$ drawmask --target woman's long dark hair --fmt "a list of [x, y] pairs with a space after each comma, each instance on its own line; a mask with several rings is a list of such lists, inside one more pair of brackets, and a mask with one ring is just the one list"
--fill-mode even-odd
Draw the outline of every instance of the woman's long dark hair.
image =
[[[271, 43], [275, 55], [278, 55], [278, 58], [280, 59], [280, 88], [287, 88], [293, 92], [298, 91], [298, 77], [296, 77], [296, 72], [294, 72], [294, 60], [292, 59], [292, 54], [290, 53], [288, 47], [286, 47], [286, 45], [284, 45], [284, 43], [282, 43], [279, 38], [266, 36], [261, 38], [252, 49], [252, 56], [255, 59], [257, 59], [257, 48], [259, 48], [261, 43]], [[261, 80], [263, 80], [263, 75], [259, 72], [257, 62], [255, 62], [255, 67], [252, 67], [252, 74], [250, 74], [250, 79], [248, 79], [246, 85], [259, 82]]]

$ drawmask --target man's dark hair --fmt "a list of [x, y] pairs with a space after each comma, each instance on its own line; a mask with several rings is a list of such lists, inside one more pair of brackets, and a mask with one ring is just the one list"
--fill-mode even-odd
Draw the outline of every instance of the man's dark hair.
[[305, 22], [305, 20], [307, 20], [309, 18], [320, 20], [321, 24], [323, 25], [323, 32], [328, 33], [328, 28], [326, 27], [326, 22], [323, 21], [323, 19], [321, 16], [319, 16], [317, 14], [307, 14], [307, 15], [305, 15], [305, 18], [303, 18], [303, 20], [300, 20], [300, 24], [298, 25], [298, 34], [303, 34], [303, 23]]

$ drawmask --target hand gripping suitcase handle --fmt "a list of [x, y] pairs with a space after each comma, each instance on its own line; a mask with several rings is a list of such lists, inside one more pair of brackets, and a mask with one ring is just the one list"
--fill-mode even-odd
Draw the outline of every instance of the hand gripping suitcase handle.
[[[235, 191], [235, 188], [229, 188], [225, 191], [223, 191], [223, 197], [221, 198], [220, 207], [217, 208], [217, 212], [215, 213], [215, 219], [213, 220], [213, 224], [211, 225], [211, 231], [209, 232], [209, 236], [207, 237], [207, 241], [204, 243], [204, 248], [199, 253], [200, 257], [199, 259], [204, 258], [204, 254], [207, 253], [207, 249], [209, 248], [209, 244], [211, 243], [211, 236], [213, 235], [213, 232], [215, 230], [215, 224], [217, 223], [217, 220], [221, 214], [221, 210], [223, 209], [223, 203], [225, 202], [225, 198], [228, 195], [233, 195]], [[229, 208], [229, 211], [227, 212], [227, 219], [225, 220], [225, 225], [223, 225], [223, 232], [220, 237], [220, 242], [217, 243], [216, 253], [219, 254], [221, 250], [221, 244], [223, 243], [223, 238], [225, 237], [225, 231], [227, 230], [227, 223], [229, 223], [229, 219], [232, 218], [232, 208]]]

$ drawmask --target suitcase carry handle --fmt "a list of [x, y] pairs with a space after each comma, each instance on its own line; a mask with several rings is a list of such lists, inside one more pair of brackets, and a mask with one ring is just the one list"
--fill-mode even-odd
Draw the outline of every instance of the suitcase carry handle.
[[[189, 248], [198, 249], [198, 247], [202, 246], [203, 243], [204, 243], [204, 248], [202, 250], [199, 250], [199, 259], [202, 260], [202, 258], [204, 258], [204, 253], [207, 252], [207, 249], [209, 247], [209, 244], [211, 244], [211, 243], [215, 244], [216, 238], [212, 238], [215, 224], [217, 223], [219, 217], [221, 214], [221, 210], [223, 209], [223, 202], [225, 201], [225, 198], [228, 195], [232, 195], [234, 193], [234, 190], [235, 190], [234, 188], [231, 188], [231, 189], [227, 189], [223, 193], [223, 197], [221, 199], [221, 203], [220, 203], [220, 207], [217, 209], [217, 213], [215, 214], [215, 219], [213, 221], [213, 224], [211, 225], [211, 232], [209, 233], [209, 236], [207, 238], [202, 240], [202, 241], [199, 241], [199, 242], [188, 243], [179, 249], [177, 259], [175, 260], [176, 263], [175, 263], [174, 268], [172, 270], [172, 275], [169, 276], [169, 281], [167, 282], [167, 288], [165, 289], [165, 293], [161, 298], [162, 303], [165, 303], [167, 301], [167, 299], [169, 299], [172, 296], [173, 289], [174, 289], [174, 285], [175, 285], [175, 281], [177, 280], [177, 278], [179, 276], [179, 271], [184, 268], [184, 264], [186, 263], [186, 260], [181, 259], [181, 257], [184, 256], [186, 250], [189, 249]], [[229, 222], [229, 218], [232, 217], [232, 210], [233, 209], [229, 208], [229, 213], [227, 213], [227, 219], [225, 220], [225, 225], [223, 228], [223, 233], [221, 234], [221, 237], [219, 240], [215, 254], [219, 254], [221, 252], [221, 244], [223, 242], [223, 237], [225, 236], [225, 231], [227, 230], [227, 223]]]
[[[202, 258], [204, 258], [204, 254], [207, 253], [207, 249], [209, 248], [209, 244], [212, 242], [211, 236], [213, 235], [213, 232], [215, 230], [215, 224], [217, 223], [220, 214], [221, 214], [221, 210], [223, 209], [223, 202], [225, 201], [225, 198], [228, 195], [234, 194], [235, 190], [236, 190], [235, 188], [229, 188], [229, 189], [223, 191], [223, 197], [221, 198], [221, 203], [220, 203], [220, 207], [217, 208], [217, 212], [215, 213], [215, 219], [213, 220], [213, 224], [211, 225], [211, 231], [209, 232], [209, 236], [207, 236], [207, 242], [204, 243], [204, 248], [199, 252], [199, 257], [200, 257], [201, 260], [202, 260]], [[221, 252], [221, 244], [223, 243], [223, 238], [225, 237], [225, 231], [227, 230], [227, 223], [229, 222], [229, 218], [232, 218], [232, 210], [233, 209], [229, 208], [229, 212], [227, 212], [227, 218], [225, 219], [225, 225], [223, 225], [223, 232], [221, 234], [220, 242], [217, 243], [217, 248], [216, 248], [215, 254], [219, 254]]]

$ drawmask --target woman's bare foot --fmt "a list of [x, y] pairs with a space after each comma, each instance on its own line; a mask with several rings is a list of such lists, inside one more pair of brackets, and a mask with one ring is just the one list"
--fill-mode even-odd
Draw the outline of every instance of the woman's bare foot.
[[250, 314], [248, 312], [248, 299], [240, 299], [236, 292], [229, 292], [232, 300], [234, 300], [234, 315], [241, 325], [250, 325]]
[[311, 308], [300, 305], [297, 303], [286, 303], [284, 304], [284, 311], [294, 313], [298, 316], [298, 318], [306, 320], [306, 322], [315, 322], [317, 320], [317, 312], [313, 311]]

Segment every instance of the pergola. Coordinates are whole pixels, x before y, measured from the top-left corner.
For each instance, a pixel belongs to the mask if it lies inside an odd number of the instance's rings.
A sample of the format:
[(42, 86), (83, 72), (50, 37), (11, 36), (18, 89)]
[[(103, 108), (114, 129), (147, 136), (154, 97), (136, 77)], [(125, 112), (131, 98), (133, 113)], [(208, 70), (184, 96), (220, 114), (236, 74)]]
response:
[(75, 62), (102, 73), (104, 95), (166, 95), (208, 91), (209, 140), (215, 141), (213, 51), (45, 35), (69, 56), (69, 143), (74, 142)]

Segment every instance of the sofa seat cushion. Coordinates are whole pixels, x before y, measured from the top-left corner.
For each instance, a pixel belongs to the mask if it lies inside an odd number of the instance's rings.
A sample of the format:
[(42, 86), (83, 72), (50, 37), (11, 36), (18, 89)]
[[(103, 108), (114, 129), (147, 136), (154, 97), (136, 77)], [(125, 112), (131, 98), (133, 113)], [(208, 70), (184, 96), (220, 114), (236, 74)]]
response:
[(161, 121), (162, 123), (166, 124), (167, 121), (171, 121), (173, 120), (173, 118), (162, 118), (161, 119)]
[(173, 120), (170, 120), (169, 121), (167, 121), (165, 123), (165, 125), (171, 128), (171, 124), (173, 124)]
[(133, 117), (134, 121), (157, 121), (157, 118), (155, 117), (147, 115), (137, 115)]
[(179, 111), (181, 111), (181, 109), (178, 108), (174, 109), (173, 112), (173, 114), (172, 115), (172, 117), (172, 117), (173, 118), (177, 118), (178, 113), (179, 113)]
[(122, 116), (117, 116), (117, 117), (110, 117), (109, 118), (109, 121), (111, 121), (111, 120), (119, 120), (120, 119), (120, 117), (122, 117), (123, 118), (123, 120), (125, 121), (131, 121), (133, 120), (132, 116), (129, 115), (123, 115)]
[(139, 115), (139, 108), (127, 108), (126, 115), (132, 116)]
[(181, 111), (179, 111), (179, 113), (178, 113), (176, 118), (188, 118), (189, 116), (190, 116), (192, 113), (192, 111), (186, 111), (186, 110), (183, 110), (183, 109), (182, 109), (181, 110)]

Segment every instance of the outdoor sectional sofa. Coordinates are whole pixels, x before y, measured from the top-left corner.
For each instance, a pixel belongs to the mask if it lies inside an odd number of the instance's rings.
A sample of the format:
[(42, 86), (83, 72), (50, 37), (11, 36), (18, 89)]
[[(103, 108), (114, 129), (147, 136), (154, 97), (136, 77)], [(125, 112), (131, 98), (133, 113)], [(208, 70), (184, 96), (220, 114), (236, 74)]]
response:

### Your goal
Please give again the lines of the listing between the line holding "drawmask --target hand" and the line holding "218], [232, 208]]]", inclusive.

### Task solution
$ drawmask --target hand gripping suitcase handle --fmt "a list of [x, y] pairs with a space after each comma, each instance on its own line; a mask with several rings is a list of such lists, inside one more pair of brackets, and a mask with one ring is just the one list"
--fill-mode even-odd
Draw the outline of every instance of the hand gripping suitcase handle.
[[[235, 191], [235, 188], [229, 188], [225, 191], [223, 191], [223, 197], [221, 198], [220, 207], [217, 208], [217, 212], [215, 213], [215, 219], [213, 220], [213, 224], [211, 225], [211, 231], [209, 232], [209, 236], [207, 237], [207, 241], [204, 243], [204, 248], [199, 253], [200, 257], [199, 259], [204, 258], [204, 254], [207, 253], [207, 249], [209, 248], [209, 244], [211, 243], [211, 236], [213, 235], [213, 232], [215, 230], [215, 224], [217, 223], [217, 220], [221, 214], [221, 210], [223, 209], [223, 203], [225, 202], [225, 198], [228, 195], [233, 195]], [[229, 208], [229, 211], [227, 212], [227, 219], [225, 220], [225, 225], [223, 225], [223, 232], [220, 237], [220, 242], [217, 243], [216, 253], [219, 254], [221, 250], [221, 244], [223, 243], [223, 238], [225, 237], [225, 231], [227, 230], [227, 223], [229, 223], [229, 219], [232, 218], [232, 208]]]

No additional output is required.